| PROBLEM DETAILS |
Copy every line of the listing below word for word.

-- BEGIN SOURCE MATERIAL --

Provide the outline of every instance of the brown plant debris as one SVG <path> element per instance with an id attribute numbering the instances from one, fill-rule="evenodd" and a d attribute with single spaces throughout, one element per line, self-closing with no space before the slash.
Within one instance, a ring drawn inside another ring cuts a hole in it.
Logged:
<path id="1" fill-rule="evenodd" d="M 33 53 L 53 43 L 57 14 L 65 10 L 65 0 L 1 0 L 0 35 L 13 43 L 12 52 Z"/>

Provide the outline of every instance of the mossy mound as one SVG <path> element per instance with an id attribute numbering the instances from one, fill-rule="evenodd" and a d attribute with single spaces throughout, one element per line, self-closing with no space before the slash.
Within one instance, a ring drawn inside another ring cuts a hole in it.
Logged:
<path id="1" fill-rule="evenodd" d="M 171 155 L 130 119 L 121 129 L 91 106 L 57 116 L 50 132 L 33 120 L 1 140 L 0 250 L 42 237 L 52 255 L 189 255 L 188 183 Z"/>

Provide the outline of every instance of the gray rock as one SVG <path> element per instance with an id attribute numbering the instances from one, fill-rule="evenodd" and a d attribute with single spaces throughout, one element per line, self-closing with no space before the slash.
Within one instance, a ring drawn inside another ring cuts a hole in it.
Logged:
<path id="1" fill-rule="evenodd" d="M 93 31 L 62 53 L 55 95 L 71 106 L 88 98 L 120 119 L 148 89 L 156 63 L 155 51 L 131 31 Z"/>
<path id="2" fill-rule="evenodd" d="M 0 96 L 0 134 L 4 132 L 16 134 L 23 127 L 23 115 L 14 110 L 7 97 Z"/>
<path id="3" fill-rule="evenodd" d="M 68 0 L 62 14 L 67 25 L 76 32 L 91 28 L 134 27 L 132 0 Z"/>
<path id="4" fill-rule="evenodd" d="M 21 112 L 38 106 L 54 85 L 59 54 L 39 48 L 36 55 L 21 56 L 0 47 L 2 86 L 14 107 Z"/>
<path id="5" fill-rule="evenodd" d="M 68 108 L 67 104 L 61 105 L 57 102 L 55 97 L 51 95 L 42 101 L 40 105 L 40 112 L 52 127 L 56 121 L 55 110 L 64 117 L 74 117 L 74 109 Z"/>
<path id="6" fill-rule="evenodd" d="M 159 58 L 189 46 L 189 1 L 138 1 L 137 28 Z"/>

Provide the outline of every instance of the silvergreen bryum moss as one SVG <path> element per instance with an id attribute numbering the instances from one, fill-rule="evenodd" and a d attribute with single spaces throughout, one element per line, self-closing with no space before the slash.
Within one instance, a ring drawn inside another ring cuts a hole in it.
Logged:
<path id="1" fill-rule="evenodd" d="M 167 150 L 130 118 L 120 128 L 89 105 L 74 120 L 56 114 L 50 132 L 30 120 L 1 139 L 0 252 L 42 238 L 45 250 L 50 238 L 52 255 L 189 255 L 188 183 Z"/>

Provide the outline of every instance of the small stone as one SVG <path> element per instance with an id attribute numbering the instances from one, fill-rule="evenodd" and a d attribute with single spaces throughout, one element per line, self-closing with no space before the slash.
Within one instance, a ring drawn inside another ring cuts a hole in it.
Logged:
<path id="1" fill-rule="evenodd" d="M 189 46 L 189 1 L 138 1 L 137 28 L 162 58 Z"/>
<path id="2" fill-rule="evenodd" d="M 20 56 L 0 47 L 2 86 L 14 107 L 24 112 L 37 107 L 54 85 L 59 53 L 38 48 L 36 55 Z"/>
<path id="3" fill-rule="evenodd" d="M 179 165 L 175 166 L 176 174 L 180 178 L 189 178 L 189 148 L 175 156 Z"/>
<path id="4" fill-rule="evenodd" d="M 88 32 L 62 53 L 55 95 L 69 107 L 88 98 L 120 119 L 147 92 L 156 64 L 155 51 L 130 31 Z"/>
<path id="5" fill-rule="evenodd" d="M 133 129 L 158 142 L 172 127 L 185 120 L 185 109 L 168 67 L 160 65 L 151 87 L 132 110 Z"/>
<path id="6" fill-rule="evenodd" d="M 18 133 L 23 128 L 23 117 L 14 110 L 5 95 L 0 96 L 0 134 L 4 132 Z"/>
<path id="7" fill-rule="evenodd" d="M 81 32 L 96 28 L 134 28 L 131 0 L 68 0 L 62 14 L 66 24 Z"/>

-- END SOURCE MATERIAL --

| ANSWER FOR THE TASK |
Provide the outline of every instance of the brown plant debris as one SVG <path> element per instance with an id attribute numbering the instances from one, fill-rule="evenodd" and a d attribute with single spaces throughout, one element per line, self-closing with no space before the slash.
Within one instance, a ring drawn inside another ring cuts a hole in it.
Logged:
<path id="1" fill-rule="evenodd" d="M 33 53 L 53 43 L 57 14 L 65 10 L 65 0 L 1 0 L 0 35 L 13 43 L 12 52 Z"/>

Provide the outline of every instance of the mossy mound as one SVG <path> element per instance with an id attribute numbering the instances from one, fill-rule="evenodd" and a d attribute with single spaces throughout, one element per line, self-closing with no space before the slash.
Within one instance, a ring drawn inside another ring cuts a hole in it.
Logged:
<path id="1" fill-rule="evenodd" d="M 171 155 L 130 119 L 121 129 L 91 106 L 57 116 L 50 132 L 33 120 L 1 140 L 0 250 L 42 237 L 52 255 L 189 255 L 188 183 Z"/>

Provide the outline of every instance of the gray rock as one SVG <path> element per instance with an id attribute numbering the instances from one, fill-rule="evenodd" and a d attribute with single spaces throughout, one element per line, self-closing with no space before the slash.
Within one instance, a ring drawn inside another ring cuts a hole in it.
Logged:
<path id="1" fill-rule="evenodd" d="M 93 31 L 62 53 L 55 95 L 71 106 L 88 98 L 120 119 L 148 89 L 156 63 L 155 51 L 131 31 Z"/>
<path id="2" fill-rule="evenodd" d="M 0 96 L 0 134 L 4 132 L 16 134 L 23 127 L 23 115 L 14 110 L 7 97 Z"/>
<path id="3" fill-rule="evenodd" d="M 68 0 L 62 14 L 67 25 L 76 32 L 91 28 L 134 27 L 132 0 Z"/>
<path id="4" fill-rule="evenodd" d="M 21 112 L 38 106 L 54 85 L 59 54 L 39 48 L 36 55 L 21 56 L 0 47 L 2 86 L 14 107 Z"/>
<path id="5" fill-rule="evenodd" d="M 68 108 L 67 104 L 61 105 L 57 102 L 55 97 L 51 95 L 42 101 L 40 105 L 40 112 L 52 127 L 56 121 L 55 110 L 64 117 L 74 117 L 74 109 Z"/>
<path id="6" fill-rule="evenodd" d="M 159 58 L 189 46 L 189 1 L 138 1 L 137 28 Z"/>

Provide the outline of every instance of the silvergreen bryum moss as one SVG <path> element per instance with an id attribute numbering the instances from one, fill-rule="evenodd" and a d attribute with single spaces throughout, one element per line, self-closing with no space before the slash.
Within one instance, a ring drawn inside another ring cuts a hole in it.
Logged:
<path id="1" fill-rule="evenodd" d="M 167 150 L 130 118 L 120 128 L 89 105 L 74 120 L 56 114 L 50 132 L 30 120 L 1 139 L 0 252 L 42 238 L 45 250 L 50 238 L 52 255 L 189 255 L 188 183 Z"/>

Provide the outline of every instance of the small stone as one SVG <path> element per instance with an id attribute numbering the instances from one, fill-rule="evenodd" and a d attribute with single spaces throughout, one element per line, self-closing with no space before the slash.
Within one instance, a ring drawn inside another ring cuts a hole in it.
Logged:
<path id="1" fill-rule="evenodd" d="M 189 46 L 189 1 L 138 1 L 137 28 L 162 58 Z"/>
<path id="2" fill-rule="evenodd" d="M 20 56 L 0 47 L 2 86 L 14 107 L 24 112 L 37 107 L 54 85 L 59 53 L 38 48 L 36 55 Z"/>
<path id="3" fill-rule="evenodd" d="M 179 165 L 175 166 L 176 174 L 180 178 L 189 178 L 189 148 L 175 156 Z"/>
<path id="4" fill-rule="evenodd" d="M 88 32 L 62 53 L 55 95 L 69 107 L 88 98 L 120 119 L 147 92 L 156 64 L 155 51 L 130 31 Z"/>
<path id="5" fill-rule="evenodd" d="M 133 129 L 158 142 L 172 127 L 185 120 L 185 109 L 168 67 L 160 65 L 151 87 L 132 110 Z"/>
<path id="6" fill-rule="evenodd" d="M 18 133 L 23 128 L 23 117 L 14 110 L 5 95 L 0 96 L 0 134 L 4 132 Z"/>
<path id="7" fill-rule="evenodd" d="M 81 32 L 96 28 L 134 28 L 131 0 L 68 0 L 62 14 L 66 24 Z"/>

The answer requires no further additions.